Add -56 to every number in the answers, viewBox values and outline coordinates alike, and write out again every line from the one containing "task: segment the red truck cab" through the end of the records, requests included. Give only that stretch.
......
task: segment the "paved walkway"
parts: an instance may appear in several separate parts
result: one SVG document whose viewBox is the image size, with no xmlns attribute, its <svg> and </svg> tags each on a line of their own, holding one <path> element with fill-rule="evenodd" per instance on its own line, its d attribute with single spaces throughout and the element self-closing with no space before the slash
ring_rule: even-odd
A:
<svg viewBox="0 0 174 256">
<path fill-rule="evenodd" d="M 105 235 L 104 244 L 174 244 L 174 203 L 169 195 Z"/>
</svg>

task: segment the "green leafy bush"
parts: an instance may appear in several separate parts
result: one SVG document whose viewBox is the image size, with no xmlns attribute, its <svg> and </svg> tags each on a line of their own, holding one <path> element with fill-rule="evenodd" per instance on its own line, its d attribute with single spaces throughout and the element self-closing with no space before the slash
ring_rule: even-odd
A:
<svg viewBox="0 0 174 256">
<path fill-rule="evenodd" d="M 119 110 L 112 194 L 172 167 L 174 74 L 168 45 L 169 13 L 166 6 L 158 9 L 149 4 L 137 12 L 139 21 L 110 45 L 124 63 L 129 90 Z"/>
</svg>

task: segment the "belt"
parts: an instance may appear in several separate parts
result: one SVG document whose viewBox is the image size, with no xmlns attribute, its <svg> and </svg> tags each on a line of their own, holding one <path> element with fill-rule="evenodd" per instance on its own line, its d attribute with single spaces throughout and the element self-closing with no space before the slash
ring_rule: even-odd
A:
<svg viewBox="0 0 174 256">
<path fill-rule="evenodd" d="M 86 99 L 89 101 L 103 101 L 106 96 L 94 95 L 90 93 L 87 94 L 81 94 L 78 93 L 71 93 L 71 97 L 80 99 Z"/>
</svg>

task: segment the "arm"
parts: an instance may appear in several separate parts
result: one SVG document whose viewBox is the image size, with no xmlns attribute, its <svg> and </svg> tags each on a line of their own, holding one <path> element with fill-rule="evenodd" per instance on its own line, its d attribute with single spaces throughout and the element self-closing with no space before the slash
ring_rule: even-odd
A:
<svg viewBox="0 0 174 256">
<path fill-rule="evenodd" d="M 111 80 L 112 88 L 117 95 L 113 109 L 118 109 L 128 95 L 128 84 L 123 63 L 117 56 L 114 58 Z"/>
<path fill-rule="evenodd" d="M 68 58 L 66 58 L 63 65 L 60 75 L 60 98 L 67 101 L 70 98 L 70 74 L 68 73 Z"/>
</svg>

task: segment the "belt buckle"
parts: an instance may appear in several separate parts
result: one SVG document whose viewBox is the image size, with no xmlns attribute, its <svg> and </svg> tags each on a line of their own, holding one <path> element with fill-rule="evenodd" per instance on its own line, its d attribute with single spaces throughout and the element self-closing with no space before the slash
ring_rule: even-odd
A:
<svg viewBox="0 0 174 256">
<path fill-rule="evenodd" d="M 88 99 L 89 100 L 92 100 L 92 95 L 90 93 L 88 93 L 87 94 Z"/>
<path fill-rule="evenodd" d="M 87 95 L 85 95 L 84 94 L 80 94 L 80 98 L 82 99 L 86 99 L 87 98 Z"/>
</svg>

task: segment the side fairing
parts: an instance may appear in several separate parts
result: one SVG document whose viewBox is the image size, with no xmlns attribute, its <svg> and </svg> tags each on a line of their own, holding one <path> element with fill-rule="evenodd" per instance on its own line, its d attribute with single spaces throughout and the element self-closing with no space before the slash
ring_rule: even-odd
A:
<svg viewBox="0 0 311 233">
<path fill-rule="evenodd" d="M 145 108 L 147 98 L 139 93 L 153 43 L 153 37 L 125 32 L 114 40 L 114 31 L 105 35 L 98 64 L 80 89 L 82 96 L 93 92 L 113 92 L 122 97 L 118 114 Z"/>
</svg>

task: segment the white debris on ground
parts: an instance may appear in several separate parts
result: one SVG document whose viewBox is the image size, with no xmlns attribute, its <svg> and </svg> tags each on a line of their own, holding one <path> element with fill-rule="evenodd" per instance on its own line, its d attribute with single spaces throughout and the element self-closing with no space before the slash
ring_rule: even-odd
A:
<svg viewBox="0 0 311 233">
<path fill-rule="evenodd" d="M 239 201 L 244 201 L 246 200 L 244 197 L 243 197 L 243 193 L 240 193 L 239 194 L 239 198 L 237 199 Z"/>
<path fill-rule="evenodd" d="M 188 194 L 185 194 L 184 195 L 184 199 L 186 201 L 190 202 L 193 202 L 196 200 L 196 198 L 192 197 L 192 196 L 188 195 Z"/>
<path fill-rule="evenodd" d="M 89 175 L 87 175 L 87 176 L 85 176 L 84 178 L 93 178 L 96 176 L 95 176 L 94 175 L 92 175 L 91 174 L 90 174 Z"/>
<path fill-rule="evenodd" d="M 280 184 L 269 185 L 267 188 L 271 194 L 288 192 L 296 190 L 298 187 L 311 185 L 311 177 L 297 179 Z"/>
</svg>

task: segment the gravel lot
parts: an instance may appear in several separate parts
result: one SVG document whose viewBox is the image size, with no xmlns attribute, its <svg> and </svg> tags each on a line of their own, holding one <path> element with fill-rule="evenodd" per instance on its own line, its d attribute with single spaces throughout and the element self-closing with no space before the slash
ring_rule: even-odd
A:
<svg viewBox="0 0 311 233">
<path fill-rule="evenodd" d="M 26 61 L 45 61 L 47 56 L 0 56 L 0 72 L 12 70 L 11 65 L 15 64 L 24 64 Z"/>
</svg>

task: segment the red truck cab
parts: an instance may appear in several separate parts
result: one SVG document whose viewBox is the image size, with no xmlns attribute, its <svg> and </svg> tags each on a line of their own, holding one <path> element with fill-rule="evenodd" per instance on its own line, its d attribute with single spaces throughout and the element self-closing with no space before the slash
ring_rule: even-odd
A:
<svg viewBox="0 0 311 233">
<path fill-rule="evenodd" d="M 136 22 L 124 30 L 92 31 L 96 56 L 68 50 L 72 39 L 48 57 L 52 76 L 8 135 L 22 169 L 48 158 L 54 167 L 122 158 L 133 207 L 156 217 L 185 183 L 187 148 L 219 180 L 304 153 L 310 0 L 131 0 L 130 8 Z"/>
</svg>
......
◆ Task response:
task: segment the red truck cab
parts: an instance may appear in several separate parts
result: one SVG document whose viewBox is the image size, with no xmlns attribute, its <svg> and </svg> tags each on a line of their own, holding one <path> element with fill-rule="evenodd" per instance on its own line, its d attribute with single spaces throughout and the element self-closing with no space before the slash
ring_rule: even-odd
A:
<svg viewBox="-56 -56 255 177">
<path fill-rule="evenodd" d="M 80 -34 L 68 -26 L 36 -25 L 40 0 L 12 -6 L 16 -17 L -8 1 L -4 20 L -48 79 L -34 113 L -8 102 L -2 111 L 66 102 L 77 151 L 100 161 L 129 127 L 131 92 L 163 124 L 248 97 L 254 -56 L 75 -56 L 74 -48 Z"/>
</svg>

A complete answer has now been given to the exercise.